目標
以下のすべてのエントリの行を、「every instance」を「each instance」に置き換えて書き直してください。ほかは一切変えず、画像は出力に含めないでください。

[ポイント指定とラベル付けのエントリ]

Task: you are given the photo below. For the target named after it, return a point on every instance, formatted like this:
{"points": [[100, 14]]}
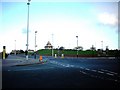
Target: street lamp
{"points": [[102, 45], [35, 44], [52, 46], [15, 47], [27, 29], [77, 46]]}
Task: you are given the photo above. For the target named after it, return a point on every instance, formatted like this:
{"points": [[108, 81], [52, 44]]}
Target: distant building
{"points": [[48, 45], [30, 51]]}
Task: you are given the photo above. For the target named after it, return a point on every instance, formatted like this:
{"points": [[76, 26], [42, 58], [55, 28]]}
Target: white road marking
{"points": [[100, 72], [87, 69], [30, 69], [109, 74], [94, 70]]}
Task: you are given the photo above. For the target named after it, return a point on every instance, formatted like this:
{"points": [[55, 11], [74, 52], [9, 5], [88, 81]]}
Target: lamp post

演習の出力
Task: you are given the photo below. For the target named after it, return a point on each instance, formatted like this:
{"points": [[100, 14]]}
Target: street lamp
{"points": [[102, 45], [35, 44], [52, 46], [15, 47], [27, 29], [77, 46]]}
Task: you are given the photo above. For the target named after it, return a point on each instance, formatted like this:
{"points": [[108, 81], [52, 44]]}
Target: distant building
{"points": [[48, 45], [30, 51]]}
Task: you are given the photo above. For the target named after it, return a point on each instance, formatted like this:
{"points": [[76, 26], [42, 58], [55, 28]]}
Target: white road marking
{"points": [[100, 72], [87, 69], [30, 69], [109, 74], [94, 70]]}
Task: you are given the photo above. For the target named after it, return a point on each instance, formatted like this:
{"points": [[55, 11], [74, 52], [9, 5], [88, 81]]}
Target: lamp post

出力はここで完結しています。